THE TASK
Write out exactly the lines from the one containing "Query: deck support post" through the last line of the records below, and no others.

Collected data entries

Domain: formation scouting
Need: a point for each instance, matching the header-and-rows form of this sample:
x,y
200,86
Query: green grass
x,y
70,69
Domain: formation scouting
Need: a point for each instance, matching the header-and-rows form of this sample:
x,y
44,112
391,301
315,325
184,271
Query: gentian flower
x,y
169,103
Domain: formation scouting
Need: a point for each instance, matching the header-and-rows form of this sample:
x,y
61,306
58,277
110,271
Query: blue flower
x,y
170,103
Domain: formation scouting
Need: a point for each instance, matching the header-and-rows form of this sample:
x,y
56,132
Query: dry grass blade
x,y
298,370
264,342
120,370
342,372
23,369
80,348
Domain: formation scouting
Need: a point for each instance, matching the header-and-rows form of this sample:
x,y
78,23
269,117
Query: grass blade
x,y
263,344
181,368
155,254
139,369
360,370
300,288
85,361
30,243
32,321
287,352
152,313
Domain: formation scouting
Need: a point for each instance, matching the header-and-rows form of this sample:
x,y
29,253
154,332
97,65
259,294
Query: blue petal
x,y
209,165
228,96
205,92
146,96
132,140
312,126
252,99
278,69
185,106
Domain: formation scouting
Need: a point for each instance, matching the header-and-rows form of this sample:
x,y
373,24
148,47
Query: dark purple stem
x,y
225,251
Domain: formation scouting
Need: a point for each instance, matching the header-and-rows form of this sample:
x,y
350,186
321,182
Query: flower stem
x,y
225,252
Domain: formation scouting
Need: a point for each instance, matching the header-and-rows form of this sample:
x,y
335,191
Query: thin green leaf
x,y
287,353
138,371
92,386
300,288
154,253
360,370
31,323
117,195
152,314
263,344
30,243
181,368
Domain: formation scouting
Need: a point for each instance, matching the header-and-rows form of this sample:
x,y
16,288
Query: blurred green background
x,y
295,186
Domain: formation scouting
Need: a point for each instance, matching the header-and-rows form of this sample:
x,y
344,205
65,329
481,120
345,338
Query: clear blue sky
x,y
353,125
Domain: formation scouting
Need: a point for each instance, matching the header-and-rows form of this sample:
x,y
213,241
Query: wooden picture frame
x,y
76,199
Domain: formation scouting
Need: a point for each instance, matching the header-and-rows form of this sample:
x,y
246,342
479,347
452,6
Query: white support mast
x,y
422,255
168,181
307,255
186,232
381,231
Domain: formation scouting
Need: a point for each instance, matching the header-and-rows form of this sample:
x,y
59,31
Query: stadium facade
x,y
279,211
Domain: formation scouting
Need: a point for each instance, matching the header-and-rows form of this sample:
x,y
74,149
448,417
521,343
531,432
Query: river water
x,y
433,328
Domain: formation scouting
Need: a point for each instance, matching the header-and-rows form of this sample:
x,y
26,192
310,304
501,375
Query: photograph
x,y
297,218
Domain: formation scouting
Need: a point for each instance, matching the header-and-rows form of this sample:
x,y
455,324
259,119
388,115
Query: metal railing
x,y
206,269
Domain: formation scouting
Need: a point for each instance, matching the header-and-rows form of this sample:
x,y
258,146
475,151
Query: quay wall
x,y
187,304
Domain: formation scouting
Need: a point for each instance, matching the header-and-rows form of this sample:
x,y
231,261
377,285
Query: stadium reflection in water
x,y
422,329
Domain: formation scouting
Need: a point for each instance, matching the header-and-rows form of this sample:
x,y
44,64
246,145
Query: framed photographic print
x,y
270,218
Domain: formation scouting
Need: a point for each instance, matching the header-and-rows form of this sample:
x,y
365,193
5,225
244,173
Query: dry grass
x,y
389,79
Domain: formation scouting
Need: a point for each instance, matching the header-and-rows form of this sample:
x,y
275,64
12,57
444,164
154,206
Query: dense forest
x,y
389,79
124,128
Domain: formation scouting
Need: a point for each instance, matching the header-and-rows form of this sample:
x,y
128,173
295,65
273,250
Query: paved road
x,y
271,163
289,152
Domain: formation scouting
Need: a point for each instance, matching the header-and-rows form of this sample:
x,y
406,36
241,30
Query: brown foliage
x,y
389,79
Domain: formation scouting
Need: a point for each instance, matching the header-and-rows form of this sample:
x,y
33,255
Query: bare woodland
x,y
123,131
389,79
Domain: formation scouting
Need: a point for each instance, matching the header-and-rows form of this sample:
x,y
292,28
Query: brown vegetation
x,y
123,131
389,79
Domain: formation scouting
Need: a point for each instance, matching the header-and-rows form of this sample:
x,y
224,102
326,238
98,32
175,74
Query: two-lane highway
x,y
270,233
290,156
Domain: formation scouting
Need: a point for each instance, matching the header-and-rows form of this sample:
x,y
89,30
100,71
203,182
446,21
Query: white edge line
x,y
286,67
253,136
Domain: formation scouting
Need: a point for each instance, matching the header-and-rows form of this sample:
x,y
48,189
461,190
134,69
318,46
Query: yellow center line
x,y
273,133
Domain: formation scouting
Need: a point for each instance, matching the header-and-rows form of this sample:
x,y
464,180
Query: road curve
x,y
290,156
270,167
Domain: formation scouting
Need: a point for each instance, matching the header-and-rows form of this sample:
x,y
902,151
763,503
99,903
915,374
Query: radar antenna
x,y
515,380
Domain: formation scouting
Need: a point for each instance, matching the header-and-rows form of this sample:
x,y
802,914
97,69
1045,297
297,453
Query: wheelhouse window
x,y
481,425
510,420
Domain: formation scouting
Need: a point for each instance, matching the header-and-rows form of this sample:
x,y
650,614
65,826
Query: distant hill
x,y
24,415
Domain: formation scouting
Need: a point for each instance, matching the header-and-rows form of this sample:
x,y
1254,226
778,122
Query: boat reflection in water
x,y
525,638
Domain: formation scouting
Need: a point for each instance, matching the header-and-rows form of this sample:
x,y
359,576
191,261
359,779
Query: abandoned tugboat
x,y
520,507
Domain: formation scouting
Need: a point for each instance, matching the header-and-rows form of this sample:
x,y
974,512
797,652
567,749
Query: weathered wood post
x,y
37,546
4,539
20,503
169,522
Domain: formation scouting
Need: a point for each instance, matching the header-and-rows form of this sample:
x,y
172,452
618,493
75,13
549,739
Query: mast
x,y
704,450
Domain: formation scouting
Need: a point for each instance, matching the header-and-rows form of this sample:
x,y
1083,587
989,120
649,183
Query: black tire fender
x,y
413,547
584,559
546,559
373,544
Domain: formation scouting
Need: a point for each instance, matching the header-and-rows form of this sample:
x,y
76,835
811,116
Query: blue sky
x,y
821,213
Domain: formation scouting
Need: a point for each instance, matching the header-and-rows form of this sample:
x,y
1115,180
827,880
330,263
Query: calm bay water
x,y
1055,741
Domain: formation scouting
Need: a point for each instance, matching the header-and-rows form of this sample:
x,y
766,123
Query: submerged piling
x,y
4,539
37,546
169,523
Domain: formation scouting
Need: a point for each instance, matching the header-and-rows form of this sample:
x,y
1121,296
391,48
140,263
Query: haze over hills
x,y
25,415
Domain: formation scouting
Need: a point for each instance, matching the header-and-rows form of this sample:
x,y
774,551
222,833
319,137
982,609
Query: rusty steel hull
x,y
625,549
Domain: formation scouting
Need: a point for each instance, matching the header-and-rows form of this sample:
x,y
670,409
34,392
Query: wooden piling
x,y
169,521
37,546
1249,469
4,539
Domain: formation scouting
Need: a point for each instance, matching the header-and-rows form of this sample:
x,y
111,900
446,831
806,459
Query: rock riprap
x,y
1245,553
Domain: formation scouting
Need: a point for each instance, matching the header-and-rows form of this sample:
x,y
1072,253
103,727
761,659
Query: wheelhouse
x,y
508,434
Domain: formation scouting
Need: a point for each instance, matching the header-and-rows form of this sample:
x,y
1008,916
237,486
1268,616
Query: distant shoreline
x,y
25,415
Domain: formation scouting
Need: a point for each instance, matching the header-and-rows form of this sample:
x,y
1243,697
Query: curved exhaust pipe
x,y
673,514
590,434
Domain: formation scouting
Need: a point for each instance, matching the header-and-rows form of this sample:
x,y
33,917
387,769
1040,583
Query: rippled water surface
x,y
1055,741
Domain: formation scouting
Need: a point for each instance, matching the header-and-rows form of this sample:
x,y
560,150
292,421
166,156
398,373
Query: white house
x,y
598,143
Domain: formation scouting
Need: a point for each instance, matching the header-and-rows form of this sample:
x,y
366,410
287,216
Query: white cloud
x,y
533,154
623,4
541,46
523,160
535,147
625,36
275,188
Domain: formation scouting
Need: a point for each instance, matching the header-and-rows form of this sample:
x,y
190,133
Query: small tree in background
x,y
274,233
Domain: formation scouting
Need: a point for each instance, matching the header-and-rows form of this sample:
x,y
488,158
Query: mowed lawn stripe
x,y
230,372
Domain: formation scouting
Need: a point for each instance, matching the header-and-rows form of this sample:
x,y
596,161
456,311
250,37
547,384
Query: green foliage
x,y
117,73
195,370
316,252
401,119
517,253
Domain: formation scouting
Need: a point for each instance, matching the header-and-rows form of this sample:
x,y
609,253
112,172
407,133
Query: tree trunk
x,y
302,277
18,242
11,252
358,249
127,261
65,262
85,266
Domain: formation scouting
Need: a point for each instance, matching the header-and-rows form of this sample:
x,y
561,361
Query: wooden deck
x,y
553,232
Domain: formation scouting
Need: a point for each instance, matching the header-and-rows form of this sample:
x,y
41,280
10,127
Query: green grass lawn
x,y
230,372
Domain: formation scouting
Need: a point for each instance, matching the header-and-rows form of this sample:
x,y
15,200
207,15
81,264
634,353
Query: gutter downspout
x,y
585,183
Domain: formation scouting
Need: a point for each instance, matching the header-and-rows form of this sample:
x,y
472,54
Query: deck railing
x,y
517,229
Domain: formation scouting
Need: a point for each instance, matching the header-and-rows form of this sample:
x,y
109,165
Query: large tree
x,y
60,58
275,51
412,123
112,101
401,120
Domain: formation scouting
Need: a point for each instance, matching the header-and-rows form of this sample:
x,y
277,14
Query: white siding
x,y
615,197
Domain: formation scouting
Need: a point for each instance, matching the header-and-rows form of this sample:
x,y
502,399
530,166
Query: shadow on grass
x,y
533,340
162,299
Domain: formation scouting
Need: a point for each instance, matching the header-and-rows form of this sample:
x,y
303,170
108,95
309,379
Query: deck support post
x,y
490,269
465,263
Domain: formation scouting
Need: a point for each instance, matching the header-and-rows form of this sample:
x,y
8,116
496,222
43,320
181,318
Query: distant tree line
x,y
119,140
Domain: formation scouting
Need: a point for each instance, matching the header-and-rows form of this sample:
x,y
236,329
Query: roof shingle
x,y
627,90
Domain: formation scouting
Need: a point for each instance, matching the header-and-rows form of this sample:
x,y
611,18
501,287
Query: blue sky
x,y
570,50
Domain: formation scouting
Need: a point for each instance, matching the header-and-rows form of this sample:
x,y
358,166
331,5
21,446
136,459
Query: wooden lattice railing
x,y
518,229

ANSWER TO THIS TASK
Query: deck support post
x,y
490,269
465,263
Domain: formation scouting
Need: a point for each instance, matching the header-and-rows form of this sample:
x,y
8,116
496,222
43,320
181,318
Query: distant tree line
x,y
119,140
Domain: formation scouting
Need: a point for each instance, matching the header-and-rows form of this sample:
x,y
236,329
Query: roof shingle
x,y
627,90
Domain: formation scouting
Need: a point for each instance, matching the header-and-rows form of this sample:
x,y
611,18
501,287
Query: blue sky
x,y
570,50
Domain: formation scouting
Need: a point for each instance, matching the header-and-rows form of this sample:
x,y
358,166
331,5
21,446
136,459
Query: wooden lattice railing
x,y
518,229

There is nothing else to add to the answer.